:: Task instructions ::
Write the lines in the rows below as a Markdown table with columns No. and Line, from the line with "the man's eyeglasses" through the end of the rows, skipping blank lines and leaving out the pictures.

:: Raw data ::
━━━━━━━━━━━━━━━━

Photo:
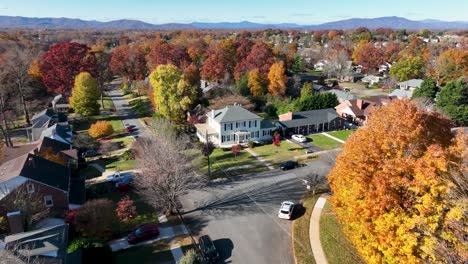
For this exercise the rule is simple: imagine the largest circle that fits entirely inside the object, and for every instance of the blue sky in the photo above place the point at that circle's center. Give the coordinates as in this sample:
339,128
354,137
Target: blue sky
262,11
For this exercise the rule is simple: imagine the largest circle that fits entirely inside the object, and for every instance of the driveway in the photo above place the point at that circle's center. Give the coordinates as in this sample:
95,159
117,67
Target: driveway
306,145
124,110
240,215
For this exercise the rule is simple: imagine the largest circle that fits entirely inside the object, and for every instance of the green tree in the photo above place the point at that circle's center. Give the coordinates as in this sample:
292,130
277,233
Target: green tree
85,95
453,100
428,89
297,64
408,68
173,95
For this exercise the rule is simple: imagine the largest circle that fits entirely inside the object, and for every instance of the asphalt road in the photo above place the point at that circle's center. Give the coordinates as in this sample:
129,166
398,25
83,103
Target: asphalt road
124,110
240,215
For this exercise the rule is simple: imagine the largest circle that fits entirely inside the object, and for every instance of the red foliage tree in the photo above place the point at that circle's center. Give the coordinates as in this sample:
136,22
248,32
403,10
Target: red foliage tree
276,139
61,64
261,57
126,209
167,53
220,61
128,61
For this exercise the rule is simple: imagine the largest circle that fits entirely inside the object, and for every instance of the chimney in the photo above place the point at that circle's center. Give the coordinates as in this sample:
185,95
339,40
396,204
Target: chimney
359,103
15,222
286,117
31,162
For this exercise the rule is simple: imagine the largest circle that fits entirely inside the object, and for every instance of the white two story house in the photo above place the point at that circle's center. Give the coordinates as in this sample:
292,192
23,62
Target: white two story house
234,125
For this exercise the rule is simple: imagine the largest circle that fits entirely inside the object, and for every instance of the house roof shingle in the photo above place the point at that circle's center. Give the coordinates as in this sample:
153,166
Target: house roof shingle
233,113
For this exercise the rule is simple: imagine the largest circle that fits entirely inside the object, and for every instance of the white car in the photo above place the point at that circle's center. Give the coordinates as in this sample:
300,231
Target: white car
299,138
114,177
286,210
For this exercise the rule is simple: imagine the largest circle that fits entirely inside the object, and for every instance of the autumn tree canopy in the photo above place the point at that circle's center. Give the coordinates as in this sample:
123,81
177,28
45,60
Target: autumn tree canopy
277,78
62,63
393,187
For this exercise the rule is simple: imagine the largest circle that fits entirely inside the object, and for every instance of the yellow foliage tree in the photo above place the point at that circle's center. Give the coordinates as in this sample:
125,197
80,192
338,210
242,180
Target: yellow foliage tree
101,129
393,187
256,83
277,78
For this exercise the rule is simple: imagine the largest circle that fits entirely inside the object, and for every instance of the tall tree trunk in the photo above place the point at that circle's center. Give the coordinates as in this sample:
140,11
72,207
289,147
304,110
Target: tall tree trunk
6,131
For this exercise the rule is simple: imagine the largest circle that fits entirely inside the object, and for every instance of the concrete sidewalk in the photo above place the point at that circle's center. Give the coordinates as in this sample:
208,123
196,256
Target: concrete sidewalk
314,231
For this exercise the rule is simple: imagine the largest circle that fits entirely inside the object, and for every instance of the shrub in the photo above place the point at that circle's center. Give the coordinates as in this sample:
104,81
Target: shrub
101,129
83,242
190,257
126,209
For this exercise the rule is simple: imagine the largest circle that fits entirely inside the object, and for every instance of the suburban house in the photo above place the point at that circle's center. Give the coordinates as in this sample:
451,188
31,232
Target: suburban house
402,94
342,95
64,150
59,132
60,104
42,121
320,65
44,245
31,174
352,77
234,125
410,84
358,110
371,79
310,121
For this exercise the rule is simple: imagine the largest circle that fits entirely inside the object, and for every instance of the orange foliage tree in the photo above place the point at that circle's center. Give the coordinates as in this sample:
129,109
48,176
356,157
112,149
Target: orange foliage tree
256,83
277,78
101,129
394,187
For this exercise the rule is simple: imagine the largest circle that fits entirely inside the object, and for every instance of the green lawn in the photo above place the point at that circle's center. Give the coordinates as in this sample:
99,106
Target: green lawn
224,164
286,150
342,134
301,242
157,252
334,243
141,106
324,142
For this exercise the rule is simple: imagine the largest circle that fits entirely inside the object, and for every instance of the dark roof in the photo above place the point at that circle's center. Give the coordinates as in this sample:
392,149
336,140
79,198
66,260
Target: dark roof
41,244
47,172
311,118
233,113
57,146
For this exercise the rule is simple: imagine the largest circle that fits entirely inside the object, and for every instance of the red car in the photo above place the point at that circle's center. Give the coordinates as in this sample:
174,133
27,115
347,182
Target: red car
142,233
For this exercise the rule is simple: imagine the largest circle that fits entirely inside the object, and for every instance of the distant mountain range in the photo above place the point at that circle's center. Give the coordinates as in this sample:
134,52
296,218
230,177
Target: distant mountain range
372,23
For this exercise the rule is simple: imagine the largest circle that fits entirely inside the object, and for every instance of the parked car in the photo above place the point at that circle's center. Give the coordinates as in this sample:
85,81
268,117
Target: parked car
299,138
127,179
286,210
208,249
287,165
90,153
114,177
142,233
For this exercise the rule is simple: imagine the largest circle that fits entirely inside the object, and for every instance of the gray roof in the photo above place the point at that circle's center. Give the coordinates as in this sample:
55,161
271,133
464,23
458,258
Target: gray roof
311,117
342,94
233,113
266,124
41,243
412,83
402,93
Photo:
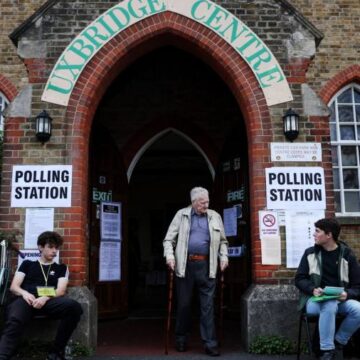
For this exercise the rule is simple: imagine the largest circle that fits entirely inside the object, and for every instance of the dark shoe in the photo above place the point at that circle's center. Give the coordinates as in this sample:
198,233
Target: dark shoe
212,351
328,355
339,351
180,347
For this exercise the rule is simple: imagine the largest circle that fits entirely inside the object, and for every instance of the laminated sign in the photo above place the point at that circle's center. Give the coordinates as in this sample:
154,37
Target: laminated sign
41,186
295,188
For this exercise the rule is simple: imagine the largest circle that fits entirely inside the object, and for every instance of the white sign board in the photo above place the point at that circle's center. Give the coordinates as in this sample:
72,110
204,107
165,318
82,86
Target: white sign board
37,221
109,261
110,221
299,234
296,152
41,186
223,23
299,188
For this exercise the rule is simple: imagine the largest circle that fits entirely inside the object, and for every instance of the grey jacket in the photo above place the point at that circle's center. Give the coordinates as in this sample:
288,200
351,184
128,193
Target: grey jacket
177,239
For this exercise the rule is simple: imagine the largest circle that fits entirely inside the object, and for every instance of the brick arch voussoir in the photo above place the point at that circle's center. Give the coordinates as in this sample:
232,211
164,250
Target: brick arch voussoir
7,88
343,78
143,37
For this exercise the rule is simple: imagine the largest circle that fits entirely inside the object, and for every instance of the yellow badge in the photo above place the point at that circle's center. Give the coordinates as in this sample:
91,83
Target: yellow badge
46,291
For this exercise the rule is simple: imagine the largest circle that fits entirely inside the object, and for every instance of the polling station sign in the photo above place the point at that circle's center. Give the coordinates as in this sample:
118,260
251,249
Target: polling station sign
294,188
41,186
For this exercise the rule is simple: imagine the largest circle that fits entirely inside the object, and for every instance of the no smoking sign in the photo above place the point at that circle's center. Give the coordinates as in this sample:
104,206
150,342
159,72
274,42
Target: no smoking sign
268,223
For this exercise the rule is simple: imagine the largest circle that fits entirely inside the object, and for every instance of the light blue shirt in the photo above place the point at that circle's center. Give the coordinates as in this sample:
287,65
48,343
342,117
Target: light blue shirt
199,239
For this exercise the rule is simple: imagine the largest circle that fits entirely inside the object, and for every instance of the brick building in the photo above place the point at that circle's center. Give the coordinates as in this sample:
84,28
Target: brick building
149,98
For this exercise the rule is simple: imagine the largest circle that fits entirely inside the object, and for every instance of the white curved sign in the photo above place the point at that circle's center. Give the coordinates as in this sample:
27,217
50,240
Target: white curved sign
246,43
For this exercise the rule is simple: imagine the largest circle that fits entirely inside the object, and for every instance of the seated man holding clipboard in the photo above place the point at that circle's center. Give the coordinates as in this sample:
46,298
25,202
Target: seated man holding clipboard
328,278
39,288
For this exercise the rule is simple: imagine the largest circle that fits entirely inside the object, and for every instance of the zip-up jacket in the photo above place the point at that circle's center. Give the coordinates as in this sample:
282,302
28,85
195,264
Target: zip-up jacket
177,239
309,273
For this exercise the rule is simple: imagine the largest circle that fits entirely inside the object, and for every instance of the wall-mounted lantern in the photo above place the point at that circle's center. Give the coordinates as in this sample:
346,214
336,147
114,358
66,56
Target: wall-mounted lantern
43,127
291,124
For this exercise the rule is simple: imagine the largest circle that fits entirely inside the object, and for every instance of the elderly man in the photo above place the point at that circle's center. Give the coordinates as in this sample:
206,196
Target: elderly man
192,246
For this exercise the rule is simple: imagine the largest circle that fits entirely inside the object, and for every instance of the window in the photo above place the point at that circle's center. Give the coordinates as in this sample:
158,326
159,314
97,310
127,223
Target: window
345,147
3,103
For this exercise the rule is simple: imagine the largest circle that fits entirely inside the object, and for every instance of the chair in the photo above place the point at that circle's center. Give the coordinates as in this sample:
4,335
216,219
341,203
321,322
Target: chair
307,319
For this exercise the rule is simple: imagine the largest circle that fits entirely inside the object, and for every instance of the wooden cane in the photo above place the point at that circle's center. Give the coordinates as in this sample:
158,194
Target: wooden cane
168,320
221,310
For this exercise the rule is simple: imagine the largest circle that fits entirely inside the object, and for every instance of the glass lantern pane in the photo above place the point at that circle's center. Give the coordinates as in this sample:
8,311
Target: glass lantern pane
334,156
357,96
347,132
351,179
352,201
346,113
337,201
336,178
345,97
348,155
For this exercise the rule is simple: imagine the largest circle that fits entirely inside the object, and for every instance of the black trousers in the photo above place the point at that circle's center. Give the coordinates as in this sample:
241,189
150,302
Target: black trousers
19,313
196,276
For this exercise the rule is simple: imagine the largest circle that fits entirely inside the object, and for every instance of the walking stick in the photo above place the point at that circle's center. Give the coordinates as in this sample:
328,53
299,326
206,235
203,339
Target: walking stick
168,320
221,313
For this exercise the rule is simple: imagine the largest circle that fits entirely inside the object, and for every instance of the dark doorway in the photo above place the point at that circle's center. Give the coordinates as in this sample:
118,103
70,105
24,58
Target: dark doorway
172,97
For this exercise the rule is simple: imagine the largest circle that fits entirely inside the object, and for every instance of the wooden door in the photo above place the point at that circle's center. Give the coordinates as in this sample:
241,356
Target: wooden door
108,182
231,189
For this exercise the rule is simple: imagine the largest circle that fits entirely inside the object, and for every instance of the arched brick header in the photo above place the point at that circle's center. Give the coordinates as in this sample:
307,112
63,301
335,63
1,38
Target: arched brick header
344,77
7,88
132,43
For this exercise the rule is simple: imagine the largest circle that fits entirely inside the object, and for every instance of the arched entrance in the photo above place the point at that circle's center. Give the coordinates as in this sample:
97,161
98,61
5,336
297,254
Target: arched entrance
172,124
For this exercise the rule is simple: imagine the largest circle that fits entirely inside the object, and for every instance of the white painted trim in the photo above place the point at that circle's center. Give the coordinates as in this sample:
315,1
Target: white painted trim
241,38
150,142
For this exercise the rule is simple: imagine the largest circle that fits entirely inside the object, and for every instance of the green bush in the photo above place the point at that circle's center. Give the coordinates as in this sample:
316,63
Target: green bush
272,345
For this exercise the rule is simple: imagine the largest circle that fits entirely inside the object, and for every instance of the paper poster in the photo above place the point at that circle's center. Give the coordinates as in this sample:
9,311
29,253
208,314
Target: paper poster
299,234
37,221
268,223
110,221
109,261
295,188
230,221
271,250
41,185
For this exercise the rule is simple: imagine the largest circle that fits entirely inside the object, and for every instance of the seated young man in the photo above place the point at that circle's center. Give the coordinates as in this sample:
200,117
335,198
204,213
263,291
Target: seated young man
330,263
39,288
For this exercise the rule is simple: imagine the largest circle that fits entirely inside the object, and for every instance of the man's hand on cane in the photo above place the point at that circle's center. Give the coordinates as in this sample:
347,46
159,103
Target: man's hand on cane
223,265
171,264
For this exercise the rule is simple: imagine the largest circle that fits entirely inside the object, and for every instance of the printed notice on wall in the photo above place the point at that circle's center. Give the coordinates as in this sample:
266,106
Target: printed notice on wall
110,221
37,220
271,250
109,262
299,234
41,185
299,188
270,238
230,221
296,152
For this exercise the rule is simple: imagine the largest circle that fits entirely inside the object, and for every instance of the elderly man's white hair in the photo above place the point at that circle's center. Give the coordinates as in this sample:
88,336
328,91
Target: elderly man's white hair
197,193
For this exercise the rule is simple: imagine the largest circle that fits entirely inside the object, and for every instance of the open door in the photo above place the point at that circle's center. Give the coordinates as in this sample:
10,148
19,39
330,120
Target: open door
108,182
230,190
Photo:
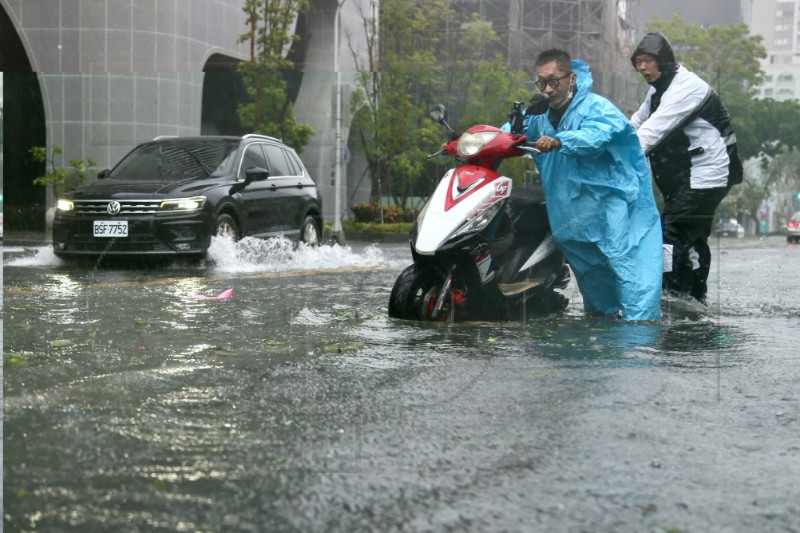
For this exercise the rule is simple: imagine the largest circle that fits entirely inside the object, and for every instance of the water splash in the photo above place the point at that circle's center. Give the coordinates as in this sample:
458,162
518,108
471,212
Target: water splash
41,256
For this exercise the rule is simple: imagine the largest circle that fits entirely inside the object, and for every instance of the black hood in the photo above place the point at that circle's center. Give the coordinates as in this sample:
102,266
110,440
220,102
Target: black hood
656,44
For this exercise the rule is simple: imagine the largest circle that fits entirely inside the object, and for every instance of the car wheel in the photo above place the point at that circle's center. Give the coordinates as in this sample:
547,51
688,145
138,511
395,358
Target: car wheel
309,232
226,227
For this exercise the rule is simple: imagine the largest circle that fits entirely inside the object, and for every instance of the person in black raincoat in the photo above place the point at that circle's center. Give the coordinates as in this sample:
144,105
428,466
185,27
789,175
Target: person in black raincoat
686,132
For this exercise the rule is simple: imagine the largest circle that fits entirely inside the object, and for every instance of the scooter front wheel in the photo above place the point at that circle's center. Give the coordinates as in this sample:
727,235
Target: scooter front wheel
414,294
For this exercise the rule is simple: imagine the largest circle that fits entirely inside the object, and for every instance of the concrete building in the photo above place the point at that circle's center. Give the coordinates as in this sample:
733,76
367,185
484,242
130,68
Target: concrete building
98,77
705,13
777,22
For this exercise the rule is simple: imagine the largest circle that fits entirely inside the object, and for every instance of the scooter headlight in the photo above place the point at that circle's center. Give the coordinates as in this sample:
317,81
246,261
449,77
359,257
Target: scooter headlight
471,143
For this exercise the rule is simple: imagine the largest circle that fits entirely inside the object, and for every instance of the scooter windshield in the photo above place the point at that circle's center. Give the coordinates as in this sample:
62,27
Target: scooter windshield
471,143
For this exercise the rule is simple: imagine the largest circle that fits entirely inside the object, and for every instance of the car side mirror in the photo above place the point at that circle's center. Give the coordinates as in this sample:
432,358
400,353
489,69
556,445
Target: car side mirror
255,174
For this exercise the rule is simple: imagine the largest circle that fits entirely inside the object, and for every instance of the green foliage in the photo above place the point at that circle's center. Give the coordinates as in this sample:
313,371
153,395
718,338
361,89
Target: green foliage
271,31
387,214
351,226
62,178
427,55
725,55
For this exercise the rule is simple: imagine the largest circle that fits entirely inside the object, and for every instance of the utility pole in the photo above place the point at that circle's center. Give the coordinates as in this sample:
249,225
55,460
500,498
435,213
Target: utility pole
337,233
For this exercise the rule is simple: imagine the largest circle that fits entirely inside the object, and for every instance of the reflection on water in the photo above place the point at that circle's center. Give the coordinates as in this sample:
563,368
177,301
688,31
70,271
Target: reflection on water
133,404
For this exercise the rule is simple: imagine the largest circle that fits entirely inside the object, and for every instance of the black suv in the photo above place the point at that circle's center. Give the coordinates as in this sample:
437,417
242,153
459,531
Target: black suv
170,195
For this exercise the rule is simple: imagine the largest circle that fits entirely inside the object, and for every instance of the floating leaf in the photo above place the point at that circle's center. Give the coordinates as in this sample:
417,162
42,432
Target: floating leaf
14,359
61,343
349,347
273,342
158,484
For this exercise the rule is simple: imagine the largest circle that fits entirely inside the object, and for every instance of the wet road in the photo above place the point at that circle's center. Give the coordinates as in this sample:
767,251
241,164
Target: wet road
134,403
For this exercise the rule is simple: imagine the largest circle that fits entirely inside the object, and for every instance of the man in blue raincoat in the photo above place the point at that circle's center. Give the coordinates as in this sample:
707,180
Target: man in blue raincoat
598,191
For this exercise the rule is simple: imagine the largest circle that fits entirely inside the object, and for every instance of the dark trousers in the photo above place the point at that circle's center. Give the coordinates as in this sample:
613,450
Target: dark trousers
686,225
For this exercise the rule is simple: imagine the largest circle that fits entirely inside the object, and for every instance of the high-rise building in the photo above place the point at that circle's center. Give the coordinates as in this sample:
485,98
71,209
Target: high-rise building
777,22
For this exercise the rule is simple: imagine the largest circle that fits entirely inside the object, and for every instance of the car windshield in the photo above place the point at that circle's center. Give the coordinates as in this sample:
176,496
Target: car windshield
177,160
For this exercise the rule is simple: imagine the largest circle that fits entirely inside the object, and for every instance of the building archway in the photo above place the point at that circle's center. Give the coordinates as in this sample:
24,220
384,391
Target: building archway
23,128
223,92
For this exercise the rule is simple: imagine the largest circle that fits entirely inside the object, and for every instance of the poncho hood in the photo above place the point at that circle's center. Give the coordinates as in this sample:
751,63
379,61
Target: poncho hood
657,45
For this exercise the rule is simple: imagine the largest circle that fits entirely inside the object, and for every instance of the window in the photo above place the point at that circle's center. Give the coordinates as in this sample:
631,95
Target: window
253,157
277,160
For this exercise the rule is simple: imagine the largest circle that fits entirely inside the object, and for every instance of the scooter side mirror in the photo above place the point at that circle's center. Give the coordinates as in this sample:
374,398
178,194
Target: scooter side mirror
439,113
538,105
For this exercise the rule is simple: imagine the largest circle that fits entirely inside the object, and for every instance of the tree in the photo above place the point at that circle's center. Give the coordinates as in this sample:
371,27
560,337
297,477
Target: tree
728,59
425,55
61,178
270,34
394,92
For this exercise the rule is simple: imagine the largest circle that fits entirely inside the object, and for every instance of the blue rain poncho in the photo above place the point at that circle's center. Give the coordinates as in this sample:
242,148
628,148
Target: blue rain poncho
600,204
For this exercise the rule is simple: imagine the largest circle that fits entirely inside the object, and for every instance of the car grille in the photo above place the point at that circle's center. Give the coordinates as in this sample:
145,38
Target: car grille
134,243
127,207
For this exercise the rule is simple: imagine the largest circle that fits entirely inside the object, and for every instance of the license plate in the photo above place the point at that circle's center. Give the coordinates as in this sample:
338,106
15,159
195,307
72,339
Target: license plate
109,228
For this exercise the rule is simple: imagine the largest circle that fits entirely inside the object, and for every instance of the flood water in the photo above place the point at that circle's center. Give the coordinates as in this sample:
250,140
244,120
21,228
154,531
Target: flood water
135,402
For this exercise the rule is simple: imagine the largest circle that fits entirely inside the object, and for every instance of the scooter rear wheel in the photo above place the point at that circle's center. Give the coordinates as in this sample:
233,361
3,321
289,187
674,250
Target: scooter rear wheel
411,297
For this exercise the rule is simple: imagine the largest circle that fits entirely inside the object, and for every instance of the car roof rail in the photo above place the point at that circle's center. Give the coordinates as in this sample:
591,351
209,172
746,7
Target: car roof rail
259,136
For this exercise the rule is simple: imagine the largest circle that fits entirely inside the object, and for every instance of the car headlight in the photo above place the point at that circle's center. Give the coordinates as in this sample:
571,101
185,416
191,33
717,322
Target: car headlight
183,204
64,205
471,143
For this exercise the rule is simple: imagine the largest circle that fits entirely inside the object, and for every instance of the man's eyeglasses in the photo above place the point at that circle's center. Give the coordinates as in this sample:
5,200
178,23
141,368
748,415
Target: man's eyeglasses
553,83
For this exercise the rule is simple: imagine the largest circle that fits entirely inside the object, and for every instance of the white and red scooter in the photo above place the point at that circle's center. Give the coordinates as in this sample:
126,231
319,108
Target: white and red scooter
482,248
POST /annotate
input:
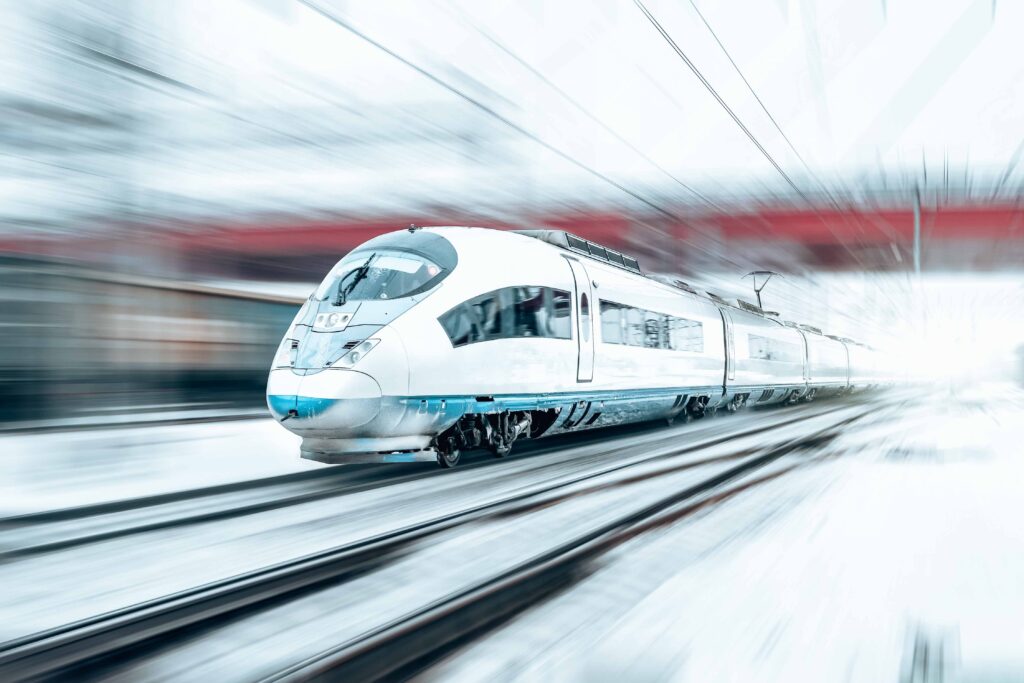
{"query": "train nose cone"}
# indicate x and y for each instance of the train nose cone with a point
(335, 399)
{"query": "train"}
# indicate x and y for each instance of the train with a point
(426, 342)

━━━━━━━━━━━━━━━━

:: Answer to the exercise ::
| No. | Line |
|---|---|
| 1 | For this exercise the rule is simple: imagine the largest circle that fits entirely inside the object, and for every instance of the man's eyeglasses in the photo above place the point at that circle's center. Give the coordinates as in this sample: |
| 2 | 5,200 |
| 3 | 178,23 |
| 4 | 141,368 |
| 5 | 748,415 |
| 6 | Target: man's eyeglasses |
| 7 | 553,83 |
| 8 | For this exercise the rule is simple: imagine the largest circle that fits entirely inside the object, and for every instance of the white and red scooter in the photo above place the point at that circle's center. Give the coordinates as in this sample: |
| 9 | 126,231 |
| 10 | 319,108 |
| 11 | Target: white and red scooter |
| 12 | 482,248 |
| 13 | POST /annotate |
| 14 | input: |
| 15 | {"query": "train nose cone"} |
| 16 | # indicate x and y for each instance of the train nose cone with a point |
| 17 | (335, 399) |
| 18 | {"query": "train"} |
| 19 | # indicate x and y for each instance of the train with a point |
| 20 | (426, 342) |